** Start of EXCERPT **

# Long Branch



## KT_UMCP (Oct 11, 2005)

Has anyone fished the beaches at Long Branch? Located slightly north of Point Pleasant.


----------



## KT_UMCP (Oct 11, 2005)

Also has anyone fished off the beaches in Perth Amboy? What are the access to the beaches like?


----------



## dickyboy77 (Dec 30, 2002)

use to fish there alot in the 90's then moved to va beach. good spots and holes along the beach. nice and easy to spot them. the road is higher than the beach so you can see your spots. follow ocean ave along the whole beach and it also will put you out at sandy hook if you follow it all the way up. give it a few more weeks before you make the trip, mid of may seems to be a better time. look for 7 presidents park and you can fish there or there use to be a restaurant named oceans 20 and you can fish infront of there. nice rock jetty(which i think was removed) but nice deep spot. blues should be running soon too

db77


----------



## david123 (Jun 24, 2004)

ok KT

Now you've got your info. We'll expect reports and pictures of mucho catcho.....


----------



## KT_UMCP (Oct 11, 2005)

I should be out there soon. I was doing alot of searches on the hybrid map that google offers and was trying to pin-point some points within the area. For some apparent reason not many people at all surf fish from the beaches of Belmar (bait soakers). I see alot of pluggers at the inlet and an occassional lone plugger putting on foot mileage on the beach tossing.

Hey Dave, how was your last trip? I believe it was a couple wednesday's ago. You were on a party boat targeting some ling and pollack weren't you?

** End of EXCERPT **

_INSTRUCTIONS TO FOLLOW_
Reproduce the passage of the Long Branch fishing thread starting at "I should be" and ending at "pollack weren't you?". The listing that comes next has nothing to do with this.

** Start of GIVEN ENTRIES **

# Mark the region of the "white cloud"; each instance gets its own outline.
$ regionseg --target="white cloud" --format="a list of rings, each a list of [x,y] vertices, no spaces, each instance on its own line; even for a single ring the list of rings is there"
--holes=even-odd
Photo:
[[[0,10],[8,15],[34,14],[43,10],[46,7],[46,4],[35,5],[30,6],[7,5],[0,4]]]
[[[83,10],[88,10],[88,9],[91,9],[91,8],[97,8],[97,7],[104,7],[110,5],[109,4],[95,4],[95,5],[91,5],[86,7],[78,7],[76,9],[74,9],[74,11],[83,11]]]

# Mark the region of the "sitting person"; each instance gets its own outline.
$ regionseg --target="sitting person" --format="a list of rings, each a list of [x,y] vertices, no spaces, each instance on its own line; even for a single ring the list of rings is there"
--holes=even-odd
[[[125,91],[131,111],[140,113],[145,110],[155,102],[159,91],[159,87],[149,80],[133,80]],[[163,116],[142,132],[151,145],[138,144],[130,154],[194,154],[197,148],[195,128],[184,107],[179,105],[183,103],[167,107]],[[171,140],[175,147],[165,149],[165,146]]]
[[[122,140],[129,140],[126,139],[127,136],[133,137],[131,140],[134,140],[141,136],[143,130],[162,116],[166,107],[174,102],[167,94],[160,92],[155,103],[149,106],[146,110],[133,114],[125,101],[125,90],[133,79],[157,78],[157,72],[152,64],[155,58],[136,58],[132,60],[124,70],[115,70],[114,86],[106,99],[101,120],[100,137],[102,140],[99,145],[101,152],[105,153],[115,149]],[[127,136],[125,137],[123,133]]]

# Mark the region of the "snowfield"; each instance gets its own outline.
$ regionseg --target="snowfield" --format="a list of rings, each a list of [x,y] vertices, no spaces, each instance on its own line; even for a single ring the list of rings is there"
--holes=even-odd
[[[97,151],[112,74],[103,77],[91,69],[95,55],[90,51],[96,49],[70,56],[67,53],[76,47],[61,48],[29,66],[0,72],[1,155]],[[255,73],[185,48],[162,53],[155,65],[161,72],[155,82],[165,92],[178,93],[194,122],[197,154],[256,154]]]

** End of GIVEN ENTRIES **

_ANSWER IN FULL_
I should be out there soon. I was doing alot of searches on the hybrid map that google offers and was trying to pin-point some points within the area. For some apparent reason not many people at all surf fish from the beaches of Belmar (bait soakers). I see alot of pluggers at the inlet and an occassional lone plugger putting on foot mileage on the beach tossing.

Hey Dave, how was your last trip? I believe it was a couple wednesday's ago. You were on a party boat targeting some ling and pollack weren't you?